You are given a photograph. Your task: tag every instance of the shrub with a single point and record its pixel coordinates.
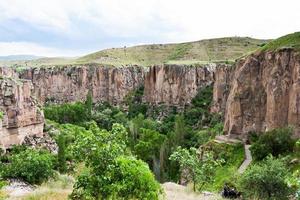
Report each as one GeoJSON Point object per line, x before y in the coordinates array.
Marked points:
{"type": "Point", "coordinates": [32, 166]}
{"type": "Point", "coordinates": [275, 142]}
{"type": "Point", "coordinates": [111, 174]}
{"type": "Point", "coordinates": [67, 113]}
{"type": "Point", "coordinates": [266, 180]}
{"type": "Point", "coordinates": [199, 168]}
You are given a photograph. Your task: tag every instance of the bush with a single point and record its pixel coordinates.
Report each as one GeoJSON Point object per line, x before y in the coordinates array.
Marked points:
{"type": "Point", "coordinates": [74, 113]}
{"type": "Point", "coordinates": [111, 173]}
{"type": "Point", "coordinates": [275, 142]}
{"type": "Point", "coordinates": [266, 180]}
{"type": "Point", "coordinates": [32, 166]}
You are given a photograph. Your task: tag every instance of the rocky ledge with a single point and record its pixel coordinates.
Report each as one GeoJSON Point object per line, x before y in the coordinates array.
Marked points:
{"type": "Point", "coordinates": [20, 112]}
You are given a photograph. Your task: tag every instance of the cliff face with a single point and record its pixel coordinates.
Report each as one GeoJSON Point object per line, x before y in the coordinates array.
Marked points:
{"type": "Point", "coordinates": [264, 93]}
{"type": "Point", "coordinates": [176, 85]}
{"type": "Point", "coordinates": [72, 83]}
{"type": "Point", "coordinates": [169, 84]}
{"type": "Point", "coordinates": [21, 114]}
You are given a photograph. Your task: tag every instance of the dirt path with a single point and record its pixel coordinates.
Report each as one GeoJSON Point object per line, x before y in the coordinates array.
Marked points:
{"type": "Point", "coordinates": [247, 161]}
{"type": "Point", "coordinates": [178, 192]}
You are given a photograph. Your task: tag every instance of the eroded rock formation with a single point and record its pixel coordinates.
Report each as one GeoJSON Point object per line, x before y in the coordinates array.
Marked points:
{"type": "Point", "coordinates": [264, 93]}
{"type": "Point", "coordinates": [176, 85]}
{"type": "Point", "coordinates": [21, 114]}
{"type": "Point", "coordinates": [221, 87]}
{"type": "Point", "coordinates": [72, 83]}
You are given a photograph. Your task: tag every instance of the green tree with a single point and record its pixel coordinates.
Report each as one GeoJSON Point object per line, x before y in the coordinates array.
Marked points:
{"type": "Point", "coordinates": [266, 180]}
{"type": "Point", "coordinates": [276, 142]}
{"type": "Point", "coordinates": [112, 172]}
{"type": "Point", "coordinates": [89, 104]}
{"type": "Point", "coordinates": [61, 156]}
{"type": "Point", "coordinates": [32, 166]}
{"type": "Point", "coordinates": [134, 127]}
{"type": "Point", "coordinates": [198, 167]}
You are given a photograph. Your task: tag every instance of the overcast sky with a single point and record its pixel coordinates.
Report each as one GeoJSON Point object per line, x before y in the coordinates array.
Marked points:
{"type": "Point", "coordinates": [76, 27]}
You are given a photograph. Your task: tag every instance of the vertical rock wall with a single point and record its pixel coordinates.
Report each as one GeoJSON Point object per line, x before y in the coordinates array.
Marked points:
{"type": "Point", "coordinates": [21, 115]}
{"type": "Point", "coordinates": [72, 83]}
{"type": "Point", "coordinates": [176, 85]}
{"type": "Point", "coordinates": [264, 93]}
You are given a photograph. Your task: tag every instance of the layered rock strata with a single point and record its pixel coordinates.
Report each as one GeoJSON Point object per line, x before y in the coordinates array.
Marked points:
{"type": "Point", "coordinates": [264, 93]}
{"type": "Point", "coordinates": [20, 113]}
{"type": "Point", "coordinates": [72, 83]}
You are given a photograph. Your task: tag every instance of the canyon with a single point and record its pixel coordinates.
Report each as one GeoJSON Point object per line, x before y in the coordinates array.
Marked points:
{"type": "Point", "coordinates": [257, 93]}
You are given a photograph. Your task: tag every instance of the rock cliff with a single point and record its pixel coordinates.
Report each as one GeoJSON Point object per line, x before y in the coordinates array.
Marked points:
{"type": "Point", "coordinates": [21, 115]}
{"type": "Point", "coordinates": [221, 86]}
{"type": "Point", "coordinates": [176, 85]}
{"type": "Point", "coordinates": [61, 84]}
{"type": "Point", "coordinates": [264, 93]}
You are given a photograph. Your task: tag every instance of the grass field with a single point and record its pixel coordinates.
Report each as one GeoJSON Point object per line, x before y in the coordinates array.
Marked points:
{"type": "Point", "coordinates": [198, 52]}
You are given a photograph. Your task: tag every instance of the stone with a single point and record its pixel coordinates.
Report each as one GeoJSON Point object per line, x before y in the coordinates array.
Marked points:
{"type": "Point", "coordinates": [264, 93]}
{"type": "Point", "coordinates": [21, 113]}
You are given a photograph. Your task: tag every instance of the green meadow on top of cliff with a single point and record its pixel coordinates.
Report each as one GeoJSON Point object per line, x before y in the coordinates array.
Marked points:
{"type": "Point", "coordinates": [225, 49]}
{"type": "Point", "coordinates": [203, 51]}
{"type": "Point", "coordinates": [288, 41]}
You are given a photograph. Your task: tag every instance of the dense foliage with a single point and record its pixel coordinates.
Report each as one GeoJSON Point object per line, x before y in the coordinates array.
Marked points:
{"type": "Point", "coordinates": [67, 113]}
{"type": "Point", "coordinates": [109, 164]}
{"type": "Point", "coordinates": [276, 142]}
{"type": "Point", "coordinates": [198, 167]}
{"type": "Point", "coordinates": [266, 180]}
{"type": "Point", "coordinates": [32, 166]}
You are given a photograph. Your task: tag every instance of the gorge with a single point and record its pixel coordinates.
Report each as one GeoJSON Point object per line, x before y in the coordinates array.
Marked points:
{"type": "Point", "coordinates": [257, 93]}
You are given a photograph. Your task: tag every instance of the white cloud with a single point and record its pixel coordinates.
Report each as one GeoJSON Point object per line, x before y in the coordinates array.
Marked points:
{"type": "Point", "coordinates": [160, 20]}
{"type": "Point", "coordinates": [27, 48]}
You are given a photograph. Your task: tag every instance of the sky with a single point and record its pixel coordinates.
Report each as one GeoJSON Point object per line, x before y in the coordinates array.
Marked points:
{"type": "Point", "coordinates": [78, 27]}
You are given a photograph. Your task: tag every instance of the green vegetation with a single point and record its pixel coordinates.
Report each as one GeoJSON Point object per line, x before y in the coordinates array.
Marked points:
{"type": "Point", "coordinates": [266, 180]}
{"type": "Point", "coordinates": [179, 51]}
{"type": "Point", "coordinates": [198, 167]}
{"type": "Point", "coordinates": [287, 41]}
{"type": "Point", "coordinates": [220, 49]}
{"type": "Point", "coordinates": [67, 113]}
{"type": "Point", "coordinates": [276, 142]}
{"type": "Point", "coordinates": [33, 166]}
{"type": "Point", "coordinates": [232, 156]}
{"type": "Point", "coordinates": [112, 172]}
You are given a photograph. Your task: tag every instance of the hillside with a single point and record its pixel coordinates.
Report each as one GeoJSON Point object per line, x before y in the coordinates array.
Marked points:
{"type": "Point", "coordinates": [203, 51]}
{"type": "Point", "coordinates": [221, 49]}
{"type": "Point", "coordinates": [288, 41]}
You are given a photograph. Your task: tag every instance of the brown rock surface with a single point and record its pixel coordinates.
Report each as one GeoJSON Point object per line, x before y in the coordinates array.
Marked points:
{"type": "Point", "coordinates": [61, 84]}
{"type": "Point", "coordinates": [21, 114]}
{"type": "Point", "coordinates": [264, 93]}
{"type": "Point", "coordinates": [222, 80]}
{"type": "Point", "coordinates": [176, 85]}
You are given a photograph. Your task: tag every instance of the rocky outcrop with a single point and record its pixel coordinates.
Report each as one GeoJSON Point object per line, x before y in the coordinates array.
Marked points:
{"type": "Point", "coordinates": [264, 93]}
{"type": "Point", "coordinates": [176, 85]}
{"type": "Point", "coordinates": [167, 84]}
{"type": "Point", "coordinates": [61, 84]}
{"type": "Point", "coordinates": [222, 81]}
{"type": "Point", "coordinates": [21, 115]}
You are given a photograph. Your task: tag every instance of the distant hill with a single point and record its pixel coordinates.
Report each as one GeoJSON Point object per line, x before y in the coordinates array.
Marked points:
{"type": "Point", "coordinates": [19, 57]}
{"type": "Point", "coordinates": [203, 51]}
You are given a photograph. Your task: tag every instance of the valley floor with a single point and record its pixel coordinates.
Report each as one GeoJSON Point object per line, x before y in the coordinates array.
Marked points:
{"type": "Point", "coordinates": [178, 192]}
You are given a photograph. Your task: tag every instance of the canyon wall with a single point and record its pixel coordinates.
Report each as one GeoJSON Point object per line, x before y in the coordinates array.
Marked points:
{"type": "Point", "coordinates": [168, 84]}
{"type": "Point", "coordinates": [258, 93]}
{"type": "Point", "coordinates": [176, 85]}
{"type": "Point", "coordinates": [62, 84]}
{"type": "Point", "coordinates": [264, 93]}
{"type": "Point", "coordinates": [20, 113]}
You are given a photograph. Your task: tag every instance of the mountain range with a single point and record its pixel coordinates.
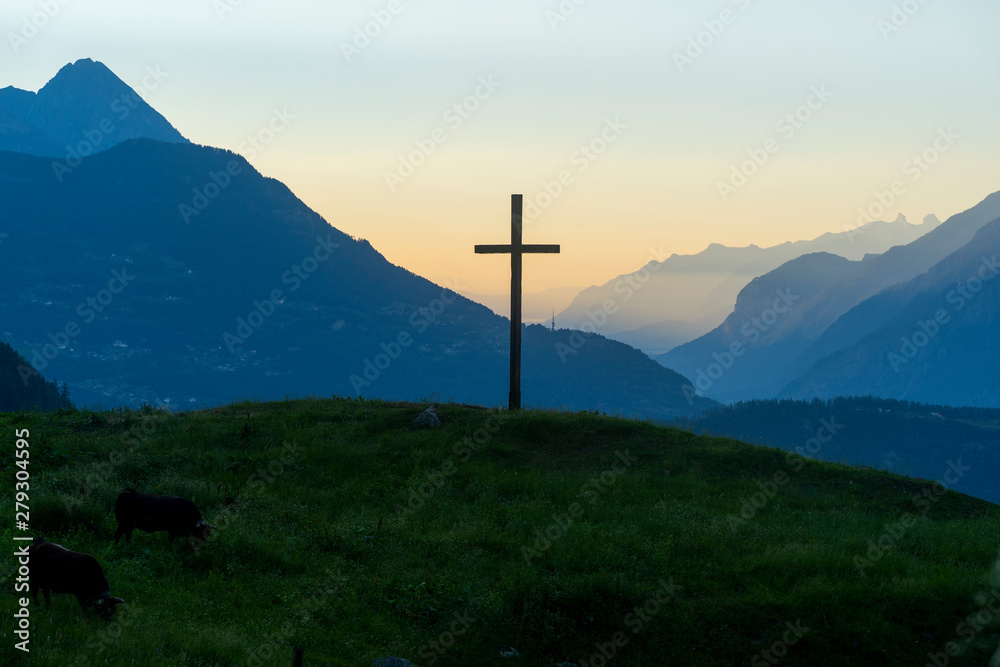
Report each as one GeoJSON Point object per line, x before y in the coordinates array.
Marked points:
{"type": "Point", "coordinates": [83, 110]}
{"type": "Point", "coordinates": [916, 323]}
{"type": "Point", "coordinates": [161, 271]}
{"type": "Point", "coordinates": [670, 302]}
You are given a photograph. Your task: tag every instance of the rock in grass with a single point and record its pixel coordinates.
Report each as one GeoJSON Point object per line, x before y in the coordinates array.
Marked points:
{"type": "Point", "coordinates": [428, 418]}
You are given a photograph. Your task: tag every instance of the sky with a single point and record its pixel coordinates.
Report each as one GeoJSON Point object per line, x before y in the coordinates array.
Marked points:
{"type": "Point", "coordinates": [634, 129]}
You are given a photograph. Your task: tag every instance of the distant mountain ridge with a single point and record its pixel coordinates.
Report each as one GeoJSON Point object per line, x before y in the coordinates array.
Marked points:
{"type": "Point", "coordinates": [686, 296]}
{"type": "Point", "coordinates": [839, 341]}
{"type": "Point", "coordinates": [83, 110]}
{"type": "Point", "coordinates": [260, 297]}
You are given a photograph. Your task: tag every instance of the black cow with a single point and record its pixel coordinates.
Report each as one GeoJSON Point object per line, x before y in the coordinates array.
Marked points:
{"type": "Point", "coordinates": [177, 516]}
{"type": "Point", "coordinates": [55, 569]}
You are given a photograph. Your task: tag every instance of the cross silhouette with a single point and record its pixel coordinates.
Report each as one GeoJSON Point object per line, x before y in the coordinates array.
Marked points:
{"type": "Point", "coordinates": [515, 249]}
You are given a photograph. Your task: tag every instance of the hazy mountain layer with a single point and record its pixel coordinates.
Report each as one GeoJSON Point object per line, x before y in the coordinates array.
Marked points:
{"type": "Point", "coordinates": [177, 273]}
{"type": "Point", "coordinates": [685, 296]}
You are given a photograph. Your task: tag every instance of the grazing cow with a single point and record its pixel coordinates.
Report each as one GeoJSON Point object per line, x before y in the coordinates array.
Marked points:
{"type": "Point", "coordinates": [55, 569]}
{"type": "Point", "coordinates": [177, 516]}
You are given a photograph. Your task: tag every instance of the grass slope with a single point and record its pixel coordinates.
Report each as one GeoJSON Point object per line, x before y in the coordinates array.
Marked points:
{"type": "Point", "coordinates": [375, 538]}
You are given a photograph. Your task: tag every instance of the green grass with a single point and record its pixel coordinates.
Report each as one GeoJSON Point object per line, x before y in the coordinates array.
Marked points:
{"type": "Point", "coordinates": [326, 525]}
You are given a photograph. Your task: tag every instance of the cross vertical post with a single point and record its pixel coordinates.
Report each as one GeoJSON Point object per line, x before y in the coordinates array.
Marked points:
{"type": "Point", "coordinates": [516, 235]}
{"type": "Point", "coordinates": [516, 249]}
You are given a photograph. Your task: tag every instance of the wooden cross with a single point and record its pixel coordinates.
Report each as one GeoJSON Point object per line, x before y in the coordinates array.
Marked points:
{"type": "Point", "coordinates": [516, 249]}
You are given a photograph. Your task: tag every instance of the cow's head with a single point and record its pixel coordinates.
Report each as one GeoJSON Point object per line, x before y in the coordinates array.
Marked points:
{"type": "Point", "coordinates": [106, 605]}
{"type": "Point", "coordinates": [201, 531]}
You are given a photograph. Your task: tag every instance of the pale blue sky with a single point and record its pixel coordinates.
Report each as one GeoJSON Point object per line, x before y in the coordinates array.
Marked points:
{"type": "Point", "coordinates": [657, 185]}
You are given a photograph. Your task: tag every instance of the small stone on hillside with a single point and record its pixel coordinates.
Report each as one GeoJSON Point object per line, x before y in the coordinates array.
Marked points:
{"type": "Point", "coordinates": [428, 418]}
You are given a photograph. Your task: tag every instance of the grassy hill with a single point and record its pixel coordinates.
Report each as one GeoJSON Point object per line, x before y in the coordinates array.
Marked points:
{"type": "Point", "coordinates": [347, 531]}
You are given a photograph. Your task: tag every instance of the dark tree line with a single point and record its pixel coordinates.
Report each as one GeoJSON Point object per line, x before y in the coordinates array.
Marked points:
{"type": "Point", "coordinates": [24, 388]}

━━━

## Written exercise
Include both ends. Return the line holding "the cross vertical" and all lines after it in the records above, exactly as written.

## Complete output
You are given a photograph. Your task: tag every instance of the cross vertical post with a single point and record its pixel coordinates.
Report each as one GeoJSON Point object per line, x before y in the coordinates array.
Marked points:
{"type": "Point", "coordinates": [516, 235]}
{"type": "Point", "coordinates": [516, 249]}
You are given a photograph. Your task: tag every instance of the wooden cross with a single point and record its pixel coordinates.
Report each as one GeoJSON Point object per line, x before y in the coordinates array.
Marked points:
{"type": "Point", "coordinates": [516, 249]}
You are given a photograph. Your task: tag every instance of the cow's head with a single point and record its pixel coordinates.
Report each as one GeoJSON Point object per line, x before y in the coordinates array.
Marked points:
{"type": "Point", "coordinates": [106, 605]}
{"type": "Point", "coordinates": [201, 531]}
You are given a photograph. Your task: tag every instance of the pale blue sky with a single point and record its pixel coordinates.
Report each as one GeoJSON Point object per line, x before y in the coordinates array.
Marked points:
{"type": "Point", "coordinates": [657, 185]}
You are given a photograph. Your task: tag every instance of the small stone on hillside with a single point and record its pixel coordinates.
Report each as one GeoJSON Point object per line, x before y in the coordinates array.
Marked points:
{"type": "Point", "coordinates": [428, 418]}
You are given a photograph. Your task: tag every instance of the grassy hill with a single point and record its pixel coordinates.
Report each as one GeoJSON Point object per line, x before y in the coordinates array.
Marked points:
{"type": "Point", "coordinates": [347, 531]}
You are given a photograph. Your task: tag every instance of the dark tree line with a single point and record its pixel coordinates.
Report each as one GeoJSON Point object per line, x before y in the coordinates array.
Marked points:
{"type": "Point", "coordinates": [24, 388]}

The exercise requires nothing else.